▶ [TASK OBJECTIVE]:
Give back every one of the lines below word for word, with nothing changed.

▶ [MATERIAL FOR THIS TASK]:
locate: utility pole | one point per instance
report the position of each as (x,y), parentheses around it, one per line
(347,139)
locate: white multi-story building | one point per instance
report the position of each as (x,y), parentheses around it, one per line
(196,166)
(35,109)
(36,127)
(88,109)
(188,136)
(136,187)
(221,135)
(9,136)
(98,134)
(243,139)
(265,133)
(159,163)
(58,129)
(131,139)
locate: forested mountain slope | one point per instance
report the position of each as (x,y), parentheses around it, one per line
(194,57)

▶ [RESPONSE TO THE EXERCISE]:
locate: utility pole | one point per instance
report the position of each as (x,y), parentheses around it, one per line
(347,139)
locate: white multi-story building | one point per instance
report the position of each as (x,y), parentheses around it, one per line
(196,166)
(35,109)
(36,127)
(88,109)
(188,136)
(136,187)
(221,135)
(9,136)
(98,134)
(243,139)
(265,133)
(159,163)
(58,129)
(131,139)
locate: forested mountain slope | one point per instance
report the position of each as (x,y), parentheses around it, one per line
(194,57)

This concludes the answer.